■ **Task directions**: Recast the items from the line with "Could you point out the tree shadow" up to and including the line with "column 67, row 67" as a two-column CSV with the headers item_text and answer. Give one row per item, placing its text and its answer each in a single quoted field, with any line breaks replaced by spaces.

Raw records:

======

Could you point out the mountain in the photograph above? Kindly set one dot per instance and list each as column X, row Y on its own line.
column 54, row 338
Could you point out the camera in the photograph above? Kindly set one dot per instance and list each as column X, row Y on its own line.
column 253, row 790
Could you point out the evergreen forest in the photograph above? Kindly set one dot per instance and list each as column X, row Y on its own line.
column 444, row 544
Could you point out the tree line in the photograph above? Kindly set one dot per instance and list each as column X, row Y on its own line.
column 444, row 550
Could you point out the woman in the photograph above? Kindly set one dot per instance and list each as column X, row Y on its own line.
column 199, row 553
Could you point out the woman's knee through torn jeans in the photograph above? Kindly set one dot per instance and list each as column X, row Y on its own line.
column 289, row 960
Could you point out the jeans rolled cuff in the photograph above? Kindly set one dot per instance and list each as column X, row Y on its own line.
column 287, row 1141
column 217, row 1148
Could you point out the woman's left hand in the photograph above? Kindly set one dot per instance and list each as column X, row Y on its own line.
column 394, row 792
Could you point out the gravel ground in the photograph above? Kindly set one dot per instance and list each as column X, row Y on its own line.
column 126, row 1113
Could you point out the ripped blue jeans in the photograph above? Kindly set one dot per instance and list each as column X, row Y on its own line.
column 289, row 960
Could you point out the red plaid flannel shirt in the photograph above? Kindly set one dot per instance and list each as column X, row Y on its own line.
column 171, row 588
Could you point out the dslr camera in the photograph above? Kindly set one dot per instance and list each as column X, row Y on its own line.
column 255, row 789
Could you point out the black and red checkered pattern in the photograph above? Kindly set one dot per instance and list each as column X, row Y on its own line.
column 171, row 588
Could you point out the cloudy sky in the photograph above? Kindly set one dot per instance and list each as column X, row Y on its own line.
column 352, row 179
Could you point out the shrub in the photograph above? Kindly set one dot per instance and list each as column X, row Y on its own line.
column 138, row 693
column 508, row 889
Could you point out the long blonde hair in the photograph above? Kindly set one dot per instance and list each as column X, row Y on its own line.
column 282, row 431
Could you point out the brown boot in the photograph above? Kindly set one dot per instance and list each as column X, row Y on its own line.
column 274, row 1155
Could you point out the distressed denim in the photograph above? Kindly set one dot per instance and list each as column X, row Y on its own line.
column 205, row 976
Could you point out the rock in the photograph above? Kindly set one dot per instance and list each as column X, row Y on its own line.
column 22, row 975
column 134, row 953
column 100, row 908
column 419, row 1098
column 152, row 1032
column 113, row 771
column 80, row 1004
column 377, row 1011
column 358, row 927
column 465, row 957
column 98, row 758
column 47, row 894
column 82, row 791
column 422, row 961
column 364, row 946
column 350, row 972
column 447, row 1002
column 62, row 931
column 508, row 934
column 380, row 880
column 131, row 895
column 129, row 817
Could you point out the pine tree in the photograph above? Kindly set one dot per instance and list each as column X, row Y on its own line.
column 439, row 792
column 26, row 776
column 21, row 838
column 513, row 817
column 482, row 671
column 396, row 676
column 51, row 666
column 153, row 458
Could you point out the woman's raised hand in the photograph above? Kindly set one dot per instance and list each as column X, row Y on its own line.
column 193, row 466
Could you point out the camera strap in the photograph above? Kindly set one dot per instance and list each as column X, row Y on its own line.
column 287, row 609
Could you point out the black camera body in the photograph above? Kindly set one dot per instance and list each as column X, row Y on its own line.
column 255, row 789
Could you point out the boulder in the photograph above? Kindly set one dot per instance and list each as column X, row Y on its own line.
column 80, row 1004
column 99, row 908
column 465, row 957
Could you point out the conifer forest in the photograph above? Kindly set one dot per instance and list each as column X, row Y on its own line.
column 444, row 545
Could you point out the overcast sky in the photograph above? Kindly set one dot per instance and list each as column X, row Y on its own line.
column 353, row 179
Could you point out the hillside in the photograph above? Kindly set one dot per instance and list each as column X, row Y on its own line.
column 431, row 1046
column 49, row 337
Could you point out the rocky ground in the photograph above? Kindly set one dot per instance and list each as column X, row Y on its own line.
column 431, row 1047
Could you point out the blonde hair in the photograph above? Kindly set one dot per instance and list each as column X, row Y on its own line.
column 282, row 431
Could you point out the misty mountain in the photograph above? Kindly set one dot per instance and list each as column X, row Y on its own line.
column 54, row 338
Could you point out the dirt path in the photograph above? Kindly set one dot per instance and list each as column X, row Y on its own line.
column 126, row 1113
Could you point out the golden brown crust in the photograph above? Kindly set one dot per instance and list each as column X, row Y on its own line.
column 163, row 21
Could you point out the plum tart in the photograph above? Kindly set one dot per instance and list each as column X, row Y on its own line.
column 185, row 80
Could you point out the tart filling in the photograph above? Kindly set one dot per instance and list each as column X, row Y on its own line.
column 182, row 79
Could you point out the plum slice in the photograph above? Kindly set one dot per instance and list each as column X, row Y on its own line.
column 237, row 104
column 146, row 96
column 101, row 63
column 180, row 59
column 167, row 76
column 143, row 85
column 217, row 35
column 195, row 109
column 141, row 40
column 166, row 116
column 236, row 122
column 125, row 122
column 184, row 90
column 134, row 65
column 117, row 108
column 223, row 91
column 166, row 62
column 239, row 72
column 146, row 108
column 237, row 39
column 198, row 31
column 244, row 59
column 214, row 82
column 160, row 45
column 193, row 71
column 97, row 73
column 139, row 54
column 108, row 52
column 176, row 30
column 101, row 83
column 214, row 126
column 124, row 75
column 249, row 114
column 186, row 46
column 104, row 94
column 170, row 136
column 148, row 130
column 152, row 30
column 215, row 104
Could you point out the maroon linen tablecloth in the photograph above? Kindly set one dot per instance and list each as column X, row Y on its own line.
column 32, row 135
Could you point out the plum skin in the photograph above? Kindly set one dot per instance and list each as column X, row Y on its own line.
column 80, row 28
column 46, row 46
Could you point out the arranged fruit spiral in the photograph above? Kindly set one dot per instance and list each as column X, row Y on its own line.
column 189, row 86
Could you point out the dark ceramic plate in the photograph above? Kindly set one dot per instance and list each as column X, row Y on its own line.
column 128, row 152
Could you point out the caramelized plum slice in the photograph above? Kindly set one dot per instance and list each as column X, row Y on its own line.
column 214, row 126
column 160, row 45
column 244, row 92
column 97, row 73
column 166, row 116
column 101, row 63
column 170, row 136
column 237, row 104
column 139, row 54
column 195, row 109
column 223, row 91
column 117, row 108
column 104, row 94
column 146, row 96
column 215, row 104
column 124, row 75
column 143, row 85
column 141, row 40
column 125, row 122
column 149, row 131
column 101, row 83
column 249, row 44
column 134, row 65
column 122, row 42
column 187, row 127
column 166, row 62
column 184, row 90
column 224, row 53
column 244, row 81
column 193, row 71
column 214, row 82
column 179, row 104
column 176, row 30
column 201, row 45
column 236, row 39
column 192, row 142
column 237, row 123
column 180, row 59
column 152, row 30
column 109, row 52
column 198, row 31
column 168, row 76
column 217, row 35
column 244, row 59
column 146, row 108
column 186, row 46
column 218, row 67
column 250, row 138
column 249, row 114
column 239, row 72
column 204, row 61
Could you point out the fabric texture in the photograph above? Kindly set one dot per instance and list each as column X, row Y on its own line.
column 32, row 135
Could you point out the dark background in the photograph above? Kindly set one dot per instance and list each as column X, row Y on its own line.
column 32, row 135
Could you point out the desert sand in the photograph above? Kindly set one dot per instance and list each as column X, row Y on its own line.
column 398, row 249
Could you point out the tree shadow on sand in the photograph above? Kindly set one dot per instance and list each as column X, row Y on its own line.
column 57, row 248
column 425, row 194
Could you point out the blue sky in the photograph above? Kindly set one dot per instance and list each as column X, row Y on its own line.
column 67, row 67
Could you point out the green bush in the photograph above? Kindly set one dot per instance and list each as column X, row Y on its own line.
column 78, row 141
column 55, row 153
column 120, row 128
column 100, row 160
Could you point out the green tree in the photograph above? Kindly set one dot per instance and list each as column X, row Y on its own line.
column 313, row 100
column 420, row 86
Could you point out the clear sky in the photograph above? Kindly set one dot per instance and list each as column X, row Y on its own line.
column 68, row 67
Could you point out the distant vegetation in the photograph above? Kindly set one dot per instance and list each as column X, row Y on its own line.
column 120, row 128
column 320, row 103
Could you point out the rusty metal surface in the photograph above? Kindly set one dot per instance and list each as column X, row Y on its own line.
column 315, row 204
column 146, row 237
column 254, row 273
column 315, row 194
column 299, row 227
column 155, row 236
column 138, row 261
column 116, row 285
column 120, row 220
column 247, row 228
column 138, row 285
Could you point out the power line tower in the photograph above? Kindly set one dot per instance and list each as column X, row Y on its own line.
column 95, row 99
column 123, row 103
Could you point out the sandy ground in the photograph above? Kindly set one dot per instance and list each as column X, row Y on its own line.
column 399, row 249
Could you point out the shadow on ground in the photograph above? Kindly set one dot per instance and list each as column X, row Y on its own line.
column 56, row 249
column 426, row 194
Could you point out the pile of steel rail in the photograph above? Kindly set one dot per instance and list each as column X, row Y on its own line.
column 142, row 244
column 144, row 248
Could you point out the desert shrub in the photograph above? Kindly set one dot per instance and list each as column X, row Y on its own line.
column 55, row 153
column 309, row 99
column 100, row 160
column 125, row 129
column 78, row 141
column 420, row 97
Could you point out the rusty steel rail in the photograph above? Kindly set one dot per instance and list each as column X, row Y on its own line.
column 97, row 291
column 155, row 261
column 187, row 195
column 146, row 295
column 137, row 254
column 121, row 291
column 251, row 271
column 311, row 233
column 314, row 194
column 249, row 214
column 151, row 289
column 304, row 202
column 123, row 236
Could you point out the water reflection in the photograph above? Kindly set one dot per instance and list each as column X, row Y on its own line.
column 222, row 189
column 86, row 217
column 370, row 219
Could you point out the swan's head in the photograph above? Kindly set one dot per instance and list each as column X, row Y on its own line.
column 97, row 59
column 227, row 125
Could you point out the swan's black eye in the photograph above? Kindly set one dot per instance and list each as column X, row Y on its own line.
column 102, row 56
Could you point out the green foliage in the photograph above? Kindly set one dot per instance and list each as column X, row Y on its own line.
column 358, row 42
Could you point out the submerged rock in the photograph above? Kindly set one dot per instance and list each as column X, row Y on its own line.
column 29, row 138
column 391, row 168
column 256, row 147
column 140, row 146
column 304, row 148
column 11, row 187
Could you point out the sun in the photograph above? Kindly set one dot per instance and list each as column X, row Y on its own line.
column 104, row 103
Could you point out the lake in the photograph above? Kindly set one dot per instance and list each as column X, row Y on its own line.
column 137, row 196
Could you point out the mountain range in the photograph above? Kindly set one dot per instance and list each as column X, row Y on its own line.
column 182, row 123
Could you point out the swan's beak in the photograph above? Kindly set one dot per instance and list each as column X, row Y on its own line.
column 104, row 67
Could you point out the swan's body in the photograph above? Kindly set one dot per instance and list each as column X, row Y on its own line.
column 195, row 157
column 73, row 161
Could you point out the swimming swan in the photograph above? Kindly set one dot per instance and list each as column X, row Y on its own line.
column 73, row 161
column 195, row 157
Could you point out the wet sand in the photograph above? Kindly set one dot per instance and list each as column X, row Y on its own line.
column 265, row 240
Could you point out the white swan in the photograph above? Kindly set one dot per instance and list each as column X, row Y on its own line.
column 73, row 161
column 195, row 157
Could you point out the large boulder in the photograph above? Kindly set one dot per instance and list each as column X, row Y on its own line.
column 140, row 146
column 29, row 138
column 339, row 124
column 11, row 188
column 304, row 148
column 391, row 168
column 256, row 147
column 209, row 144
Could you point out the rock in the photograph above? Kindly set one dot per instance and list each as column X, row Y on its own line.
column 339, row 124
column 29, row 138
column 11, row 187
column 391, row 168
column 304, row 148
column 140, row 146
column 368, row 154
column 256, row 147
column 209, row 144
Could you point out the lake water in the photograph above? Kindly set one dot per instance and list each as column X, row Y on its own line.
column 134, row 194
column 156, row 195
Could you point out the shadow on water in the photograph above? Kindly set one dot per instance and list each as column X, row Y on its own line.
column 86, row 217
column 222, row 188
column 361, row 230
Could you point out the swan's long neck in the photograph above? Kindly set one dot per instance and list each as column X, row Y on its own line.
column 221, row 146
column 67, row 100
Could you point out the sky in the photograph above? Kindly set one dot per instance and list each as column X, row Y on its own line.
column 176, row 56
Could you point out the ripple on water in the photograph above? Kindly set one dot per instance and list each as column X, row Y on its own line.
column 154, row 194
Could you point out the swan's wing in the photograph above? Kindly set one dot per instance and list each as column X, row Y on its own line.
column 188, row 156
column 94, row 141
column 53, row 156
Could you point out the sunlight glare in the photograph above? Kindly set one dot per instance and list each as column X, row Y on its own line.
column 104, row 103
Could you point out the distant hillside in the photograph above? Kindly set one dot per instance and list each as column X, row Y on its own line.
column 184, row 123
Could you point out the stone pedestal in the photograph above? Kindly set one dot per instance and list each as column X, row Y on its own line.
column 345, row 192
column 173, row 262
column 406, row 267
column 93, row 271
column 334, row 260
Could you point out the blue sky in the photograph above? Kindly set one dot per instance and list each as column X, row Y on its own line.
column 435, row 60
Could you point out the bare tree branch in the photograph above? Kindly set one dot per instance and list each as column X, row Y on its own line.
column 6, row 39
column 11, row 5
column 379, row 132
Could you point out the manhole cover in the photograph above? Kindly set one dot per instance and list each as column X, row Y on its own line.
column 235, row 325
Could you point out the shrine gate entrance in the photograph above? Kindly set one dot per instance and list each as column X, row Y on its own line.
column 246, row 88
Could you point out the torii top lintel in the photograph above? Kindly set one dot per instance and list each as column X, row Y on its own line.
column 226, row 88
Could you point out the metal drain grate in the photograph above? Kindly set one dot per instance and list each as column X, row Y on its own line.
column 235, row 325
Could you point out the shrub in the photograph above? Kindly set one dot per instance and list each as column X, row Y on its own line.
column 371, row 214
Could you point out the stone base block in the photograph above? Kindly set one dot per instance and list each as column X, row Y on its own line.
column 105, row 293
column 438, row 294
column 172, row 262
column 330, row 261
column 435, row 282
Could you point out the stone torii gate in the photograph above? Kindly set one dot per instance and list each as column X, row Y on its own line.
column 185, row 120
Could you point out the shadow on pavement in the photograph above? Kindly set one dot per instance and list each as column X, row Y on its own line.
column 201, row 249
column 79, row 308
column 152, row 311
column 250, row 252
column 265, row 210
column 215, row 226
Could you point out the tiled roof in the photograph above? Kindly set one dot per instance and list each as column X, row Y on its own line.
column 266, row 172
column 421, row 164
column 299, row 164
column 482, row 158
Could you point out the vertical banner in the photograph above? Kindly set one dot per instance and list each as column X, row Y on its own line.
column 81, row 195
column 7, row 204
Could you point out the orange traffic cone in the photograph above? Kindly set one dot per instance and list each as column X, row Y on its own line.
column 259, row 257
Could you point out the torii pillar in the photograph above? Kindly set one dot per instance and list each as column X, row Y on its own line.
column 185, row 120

======

■ **Output below**:
item_text,answer
"Could you point out the tree shadow on sand in the photograph above? Kindly set one dot per instance and list each as column X, row Y on its own line.","column 57, row 248 column 425, row 194"
"Could you point out the blue sky in the photograph above? Kindly set one dot per instance and list each as column X, row Y on its own line.","column 67, row 67"